Quote word for word the stretch of the records from the line containing "Where can you spot the bush" through the last line, both ends included.
# Start of Exercise inputs
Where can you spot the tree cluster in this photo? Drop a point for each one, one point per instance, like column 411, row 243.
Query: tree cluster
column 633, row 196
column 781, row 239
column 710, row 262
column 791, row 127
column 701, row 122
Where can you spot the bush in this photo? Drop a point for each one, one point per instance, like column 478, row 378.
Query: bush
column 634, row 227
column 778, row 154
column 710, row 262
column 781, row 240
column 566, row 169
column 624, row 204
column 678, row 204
# End of Exercise inputs
**Written response**:
Where can you spot the bush in this photo? Drop a point for each one, one point per instance, like column 478, row 378.
Query: bush
column 634, row 227
column 778, row 154
column 710, row 262
column 781, row 240
column 566, row 169
column 624, row 204
column 678, row 204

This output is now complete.